> Description of the task
Pick out every line in the entries below that contains the word "face", matching case exactly, and copy each of those lines.

> Exercise input

------------------------------

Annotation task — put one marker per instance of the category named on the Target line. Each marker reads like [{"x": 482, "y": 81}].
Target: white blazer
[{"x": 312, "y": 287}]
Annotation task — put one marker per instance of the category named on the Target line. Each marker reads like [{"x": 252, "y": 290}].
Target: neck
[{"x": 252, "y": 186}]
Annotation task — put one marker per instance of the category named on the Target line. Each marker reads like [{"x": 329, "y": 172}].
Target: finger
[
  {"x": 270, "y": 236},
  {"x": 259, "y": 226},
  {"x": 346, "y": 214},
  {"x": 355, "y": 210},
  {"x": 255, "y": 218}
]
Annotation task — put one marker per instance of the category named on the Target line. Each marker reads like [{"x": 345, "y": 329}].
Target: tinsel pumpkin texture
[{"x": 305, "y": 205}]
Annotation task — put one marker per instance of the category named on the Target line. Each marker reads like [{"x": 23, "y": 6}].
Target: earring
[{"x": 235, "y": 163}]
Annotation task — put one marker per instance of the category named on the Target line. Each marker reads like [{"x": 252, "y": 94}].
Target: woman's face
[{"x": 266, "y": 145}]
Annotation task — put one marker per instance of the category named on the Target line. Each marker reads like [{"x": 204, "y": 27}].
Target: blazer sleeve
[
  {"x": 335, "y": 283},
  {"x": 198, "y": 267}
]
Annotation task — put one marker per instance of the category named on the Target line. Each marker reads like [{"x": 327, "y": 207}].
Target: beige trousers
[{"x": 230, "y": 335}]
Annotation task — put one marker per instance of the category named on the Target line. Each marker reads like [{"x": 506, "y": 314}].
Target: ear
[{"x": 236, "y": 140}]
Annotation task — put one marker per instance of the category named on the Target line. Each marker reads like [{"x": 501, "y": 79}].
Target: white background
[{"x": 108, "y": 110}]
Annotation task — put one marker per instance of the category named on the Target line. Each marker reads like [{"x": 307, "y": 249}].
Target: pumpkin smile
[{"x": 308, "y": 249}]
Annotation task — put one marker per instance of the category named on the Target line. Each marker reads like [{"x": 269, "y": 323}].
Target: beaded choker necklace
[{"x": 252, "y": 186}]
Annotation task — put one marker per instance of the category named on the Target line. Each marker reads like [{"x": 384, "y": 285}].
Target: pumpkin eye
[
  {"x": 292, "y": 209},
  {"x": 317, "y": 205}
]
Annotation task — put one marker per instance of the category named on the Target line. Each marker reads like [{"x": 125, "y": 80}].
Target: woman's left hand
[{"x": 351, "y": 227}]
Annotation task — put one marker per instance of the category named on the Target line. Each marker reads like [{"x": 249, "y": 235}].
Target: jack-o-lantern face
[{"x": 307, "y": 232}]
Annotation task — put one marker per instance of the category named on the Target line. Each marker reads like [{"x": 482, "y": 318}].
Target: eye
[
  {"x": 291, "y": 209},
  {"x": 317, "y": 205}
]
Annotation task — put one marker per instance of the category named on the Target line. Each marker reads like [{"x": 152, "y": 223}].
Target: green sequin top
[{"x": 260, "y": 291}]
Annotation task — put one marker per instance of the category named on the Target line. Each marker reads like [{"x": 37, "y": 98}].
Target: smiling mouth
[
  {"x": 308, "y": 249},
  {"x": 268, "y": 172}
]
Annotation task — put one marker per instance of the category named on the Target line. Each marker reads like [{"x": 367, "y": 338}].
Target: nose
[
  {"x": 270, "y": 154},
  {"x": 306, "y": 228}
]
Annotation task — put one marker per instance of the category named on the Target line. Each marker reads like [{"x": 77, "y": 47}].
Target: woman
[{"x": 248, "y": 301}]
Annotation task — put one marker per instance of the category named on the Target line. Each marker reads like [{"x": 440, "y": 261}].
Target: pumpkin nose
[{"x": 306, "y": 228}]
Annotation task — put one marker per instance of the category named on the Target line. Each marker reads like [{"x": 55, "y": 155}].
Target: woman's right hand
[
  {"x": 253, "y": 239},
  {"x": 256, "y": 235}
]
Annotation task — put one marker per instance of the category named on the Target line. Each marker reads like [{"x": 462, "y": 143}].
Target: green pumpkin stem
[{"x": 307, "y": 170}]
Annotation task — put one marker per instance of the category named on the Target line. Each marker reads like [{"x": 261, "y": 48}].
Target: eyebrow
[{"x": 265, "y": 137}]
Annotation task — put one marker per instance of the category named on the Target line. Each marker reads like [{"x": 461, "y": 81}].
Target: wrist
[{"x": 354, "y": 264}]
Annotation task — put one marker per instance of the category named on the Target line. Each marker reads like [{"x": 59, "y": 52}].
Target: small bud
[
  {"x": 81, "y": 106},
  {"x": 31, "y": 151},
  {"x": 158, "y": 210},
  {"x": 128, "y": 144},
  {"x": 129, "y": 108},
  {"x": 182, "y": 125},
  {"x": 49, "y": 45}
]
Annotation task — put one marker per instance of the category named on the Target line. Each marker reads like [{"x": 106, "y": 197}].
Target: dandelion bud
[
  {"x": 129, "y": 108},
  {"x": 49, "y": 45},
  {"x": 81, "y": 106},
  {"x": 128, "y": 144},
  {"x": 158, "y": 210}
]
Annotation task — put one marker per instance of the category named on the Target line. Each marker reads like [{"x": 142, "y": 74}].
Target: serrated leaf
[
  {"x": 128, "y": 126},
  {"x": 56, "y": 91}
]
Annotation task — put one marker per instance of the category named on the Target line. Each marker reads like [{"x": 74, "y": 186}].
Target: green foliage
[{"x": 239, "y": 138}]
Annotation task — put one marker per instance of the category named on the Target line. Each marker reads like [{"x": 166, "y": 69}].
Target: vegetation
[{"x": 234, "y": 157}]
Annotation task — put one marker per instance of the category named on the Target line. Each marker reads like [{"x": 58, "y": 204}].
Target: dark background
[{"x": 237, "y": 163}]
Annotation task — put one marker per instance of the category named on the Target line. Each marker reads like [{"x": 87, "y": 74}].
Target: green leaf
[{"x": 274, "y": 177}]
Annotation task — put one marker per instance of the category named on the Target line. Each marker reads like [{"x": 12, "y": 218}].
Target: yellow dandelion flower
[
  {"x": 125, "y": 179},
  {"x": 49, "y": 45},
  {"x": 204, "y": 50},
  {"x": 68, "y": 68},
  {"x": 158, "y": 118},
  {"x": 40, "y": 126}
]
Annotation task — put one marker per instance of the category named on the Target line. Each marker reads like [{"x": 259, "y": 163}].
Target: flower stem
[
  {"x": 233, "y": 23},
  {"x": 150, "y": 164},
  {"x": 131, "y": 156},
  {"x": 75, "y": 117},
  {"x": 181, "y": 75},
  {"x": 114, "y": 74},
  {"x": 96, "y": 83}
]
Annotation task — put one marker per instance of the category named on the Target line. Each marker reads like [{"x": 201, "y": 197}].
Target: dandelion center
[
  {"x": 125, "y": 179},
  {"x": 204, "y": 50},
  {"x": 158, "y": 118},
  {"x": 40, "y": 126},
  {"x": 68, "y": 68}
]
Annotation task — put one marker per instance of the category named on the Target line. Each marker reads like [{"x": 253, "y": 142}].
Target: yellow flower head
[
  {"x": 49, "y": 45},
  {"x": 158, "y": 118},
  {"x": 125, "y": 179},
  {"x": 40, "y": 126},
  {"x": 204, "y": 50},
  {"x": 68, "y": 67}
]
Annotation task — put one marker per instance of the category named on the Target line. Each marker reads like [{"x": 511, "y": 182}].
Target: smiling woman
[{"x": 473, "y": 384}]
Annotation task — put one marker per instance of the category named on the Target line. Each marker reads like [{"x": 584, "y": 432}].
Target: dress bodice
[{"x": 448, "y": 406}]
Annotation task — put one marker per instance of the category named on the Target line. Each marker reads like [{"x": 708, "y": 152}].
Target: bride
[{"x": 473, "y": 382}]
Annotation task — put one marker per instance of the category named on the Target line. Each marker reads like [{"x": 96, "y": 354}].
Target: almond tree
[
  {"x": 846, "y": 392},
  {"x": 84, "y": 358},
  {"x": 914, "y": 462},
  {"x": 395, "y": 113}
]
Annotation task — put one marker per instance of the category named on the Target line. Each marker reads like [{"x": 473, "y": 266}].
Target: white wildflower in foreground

------------------------------

> Full answer
Target: woman's face
Target: jack-o-lantern face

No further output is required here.